----- PASSAGE -----
Team Four.0 Final Project¶
Part 1 Data Gathering¶
Team members responsible for this notebook:
Minghong Zheng: collect raw data from website, write functions and scripts to transform raw data into data frames, write explanations.
Yuhan Wang, Yijia Mao, Yiwen Wei : proofread codes.
Data Resources:¶
First, the data of State Employment and Unemployment statistics from 2004 to 2013 is downloaded from the Bureau of Labor Statistics website. Their file formats are xls.
Here are the URLs of the data sources:
http://www.bls.gov/lau/table14full04.xlsx
http://www.bls.gov/lau/table14full05.xlsx
http://www.bls.gov/lau/table14full06.xlsx
http://www.bls.gov/lau/table14full07.xlsx
http://www.bls.gov/lau/table14full08.xlsx
http://www.bls.gov/lau/table14full09.xlsx
http://www.bls.gov/lau/table14full10.xlsx
http://www.bls.gov/lau/table14full11.xlsx
http://www.bls.gov/lau/table14full12.xlsx
http://www.bls.gov/lau/ptable14full2013.xlsx
%load_ext rmagic
Directories that we need to create:
- a directory
'script'
to run the process of data gathering - a directory
'data1'
to save our data - a subdirectory
'raw'
to store our raw data collected from the web - a subdirectory
'cleaned'
to store our cleaned data - a subdirectory
'simulated'
to store simulated data - a directory
'visulazations'
to store our plots
%%bash
mkdir ../script ../data1 ../data1/raw ../data1/cleaned ../data1/simulated ../visualizations
Check whether these directories are created.
%%bash
cd ..
ls -r
%%bash
cd ../data1
ls -r
Example:¶
Here's how we download the data in 2004 from the website; save them in subdirectory "raw"; load data in 2004.xls file into a data frame¶
- Download the data from the website
%%R
url="http://www.bls.gov/lau/table14full04.xlsx"
-----
▶ WHAT YOU WILL DO
Summarize the data-gathering notebook in two sentences. Rely only on the notebook above.
----- DATA SUPPLIED -----
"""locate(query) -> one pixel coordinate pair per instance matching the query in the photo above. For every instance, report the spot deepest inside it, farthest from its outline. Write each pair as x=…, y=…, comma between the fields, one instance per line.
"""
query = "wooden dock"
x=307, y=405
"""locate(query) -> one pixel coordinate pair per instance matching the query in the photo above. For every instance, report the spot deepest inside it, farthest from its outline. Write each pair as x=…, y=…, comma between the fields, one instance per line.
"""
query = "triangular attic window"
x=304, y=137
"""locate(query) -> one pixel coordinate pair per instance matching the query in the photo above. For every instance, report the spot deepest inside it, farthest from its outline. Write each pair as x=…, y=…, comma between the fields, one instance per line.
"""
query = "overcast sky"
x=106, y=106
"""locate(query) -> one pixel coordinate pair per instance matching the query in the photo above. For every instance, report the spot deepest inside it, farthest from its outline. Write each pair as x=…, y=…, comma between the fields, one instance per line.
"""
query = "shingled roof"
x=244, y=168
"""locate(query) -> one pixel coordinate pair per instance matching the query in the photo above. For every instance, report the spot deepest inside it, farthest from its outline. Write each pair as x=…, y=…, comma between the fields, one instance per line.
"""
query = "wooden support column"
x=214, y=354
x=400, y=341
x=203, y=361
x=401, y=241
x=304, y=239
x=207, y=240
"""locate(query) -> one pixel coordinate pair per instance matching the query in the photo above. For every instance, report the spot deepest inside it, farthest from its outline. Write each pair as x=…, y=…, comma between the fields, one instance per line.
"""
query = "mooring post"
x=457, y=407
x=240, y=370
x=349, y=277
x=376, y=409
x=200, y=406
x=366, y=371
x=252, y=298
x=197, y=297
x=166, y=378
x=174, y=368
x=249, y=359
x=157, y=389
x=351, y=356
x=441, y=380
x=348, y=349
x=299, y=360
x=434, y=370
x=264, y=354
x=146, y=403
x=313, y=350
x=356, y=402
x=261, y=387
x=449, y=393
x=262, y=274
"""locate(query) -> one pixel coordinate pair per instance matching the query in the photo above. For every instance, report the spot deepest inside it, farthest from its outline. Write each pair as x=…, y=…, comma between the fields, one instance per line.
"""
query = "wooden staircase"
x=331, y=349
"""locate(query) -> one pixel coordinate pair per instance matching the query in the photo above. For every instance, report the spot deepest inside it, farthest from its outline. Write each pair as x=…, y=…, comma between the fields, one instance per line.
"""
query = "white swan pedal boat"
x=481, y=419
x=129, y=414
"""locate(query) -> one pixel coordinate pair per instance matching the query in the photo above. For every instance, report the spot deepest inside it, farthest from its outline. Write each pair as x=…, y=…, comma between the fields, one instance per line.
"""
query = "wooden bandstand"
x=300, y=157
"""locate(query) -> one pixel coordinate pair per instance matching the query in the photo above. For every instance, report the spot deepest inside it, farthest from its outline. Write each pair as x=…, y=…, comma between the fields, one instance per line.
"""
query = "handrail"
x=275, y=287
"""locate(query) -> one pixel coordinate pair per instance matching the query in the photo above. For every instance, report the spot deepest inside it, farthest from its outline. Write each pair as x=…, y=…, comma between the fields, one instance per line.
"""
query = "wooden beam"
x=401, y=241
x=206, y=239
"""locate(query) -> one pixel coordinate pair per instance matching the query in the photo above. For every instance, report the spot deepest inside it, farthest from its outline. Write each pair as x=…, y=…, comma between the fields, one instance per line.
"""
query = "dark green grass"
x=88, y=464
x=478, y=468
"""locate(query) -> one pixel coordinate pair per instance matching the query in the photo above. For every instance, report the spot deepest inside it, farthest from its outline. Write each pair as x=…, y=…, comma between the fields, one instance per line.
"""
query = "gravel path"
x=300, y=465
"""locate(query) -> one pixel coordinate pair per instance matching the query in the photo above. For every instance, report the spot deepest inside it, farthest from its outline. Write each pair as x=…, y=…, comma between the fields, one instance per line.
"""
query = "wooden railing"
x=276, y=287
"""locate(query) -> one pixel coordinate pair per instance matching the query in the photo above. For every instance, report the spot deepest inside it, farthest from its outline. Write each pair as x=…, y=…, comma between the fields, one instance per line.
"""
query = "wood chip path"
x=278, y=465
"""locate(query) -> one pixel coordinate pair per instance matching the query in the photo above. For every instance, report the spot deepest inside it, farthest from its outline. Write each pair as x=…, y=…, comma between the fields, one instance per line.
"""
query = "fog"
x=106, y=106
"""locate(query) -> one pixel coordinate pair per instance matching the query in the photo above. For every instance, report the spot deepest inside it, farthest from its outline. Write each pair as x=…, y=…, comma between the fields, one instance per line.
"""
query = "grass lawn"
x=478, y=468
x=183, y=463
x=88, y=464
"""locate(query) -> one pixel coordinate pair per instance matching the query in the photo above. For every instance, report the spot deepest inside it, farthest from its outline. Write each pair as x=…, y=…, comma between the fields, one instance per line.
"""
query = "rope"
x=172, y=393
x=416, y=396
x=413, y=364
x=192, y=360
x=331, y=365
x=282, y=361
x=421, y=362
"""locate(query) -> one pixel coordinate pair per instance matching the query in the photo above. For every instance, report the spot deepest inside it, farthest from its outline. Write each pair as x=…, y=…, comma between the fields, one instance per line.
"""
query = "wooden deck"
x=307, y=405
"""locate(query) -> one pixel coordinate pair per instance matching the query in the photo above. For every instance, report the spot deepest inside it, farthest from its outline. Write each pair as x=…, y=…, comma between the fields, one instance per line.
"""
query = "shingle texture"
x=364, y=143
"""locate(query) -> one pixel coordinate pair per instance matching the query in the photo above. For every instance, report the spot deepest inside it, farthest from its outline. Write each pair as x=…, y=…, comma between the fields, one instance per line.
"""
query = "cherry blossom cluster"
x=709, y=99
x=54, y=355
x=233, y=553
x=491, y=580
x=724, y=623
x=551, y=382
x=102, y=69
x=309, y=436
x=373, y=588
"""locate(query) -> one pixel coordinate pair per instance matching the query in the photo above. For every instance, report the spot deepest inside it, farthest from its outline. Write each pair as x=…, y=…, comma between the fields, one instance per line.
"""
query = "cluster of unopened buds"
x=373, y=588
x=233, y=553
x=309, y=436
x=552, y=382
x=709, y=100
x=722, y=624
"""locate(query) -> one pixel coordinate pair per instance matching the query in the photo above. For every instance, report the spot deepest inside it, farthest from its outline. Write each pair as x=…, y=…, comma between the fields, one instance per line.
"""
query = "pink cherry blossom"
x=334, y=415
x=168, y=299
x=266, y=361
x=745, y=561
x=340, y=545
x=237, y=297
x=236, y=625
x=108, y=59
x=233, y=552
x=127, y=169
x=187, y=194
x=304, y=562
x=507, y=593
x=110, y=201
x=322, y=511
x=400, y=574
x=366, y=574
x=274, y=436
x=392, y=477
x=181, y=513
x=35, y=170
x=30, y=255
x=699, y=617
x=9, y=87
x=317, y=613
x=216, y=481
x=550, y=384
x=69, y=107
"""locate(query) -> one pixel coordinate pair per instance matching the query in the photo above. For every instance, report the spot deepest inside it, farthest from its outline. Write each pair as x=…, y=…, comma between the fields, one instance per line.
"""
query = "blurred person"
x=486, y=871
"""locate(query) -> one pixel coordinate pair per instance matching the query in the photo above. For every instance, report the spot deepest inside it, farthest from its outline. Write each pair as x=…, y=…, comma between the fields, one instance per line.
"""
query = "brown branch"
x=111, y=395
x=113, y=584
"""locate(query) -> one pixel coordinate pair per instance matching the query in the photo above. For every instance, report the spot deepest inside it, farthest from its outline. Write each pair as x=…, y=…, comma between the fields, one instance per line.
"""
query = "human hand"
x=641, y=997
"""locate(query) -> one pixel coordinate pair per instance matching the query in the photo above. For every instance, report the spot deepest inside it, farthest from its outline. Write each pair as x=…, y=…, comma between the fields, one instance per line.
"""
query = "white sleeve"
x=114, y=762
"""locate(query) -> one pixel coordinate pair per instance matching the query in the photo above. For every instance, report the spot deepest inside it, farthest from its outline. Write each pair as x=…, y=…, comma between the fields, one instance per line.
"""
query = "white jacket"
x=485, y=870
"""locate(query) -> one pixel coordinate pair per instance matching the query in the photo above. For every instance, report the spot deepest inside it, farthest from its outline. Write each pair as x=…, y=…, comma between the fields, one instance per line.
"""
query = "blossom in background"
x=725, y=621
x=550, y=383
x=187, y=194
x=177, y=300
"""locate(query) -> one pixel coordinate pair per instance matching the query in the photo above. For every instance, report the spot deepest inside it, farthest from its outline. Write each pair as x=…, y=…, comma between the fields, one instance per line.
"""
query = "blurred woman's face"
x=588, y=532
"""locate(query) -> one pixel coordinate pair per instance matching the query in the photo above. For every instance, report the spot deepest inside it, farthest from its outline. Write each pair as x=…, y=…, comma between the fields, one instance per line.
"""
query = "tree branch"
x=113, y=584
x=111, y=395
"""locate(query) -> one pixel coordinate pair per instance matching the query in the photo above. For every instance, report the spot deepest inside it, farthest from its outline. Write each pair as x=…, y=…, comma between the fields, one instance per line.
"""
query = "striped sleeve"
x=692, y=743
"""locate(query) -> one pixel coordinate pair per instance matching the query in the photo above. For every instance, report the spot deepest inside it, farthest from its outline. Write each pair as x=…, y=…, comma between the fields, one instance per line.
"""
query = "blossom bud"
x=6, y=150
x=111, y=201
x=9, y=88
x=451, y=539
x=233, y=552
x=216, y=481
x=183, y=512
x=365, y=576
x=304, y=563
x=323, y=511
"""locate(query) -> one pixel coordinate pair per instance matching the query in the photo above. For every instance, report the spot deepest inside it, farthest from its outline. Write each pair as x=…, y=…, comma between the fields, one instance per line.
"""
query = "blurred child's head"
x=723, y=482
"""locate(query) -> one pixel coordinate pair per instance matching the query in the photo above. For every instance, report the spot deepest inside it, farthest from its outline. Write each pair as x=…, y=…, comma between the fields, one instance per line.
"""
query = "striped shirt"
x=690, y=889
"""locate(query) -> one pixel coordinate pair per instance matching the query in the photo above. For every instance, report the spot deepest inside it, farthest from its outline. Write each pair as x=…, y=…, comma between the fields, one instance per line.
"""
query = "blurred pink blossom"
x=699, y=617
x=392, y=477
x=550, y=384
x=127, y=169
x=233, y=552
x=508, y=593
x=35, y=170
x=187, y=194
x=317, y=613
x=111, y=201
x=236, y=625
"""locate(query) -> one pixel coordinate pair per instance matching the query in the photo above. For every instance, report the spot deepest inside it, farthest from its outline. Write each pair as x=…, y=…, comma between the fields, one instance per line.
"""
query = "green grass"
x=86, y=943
-----
▶ EXPECTED ANSWER
In this first part of Team Four.0's final project, Minghong Zheng collects the raw data and writes the functions, scripts, and explanations, while Yuhan Wang, Yijia Mao, and Yiwen Wei proofread the code. The notebook downloads state employment and unemployment statistics for 2004 through 2013 from the Bureau of Labor Statistics website and sets up directories for the scripts, the raw, cleaned, and simulated data, and the plots.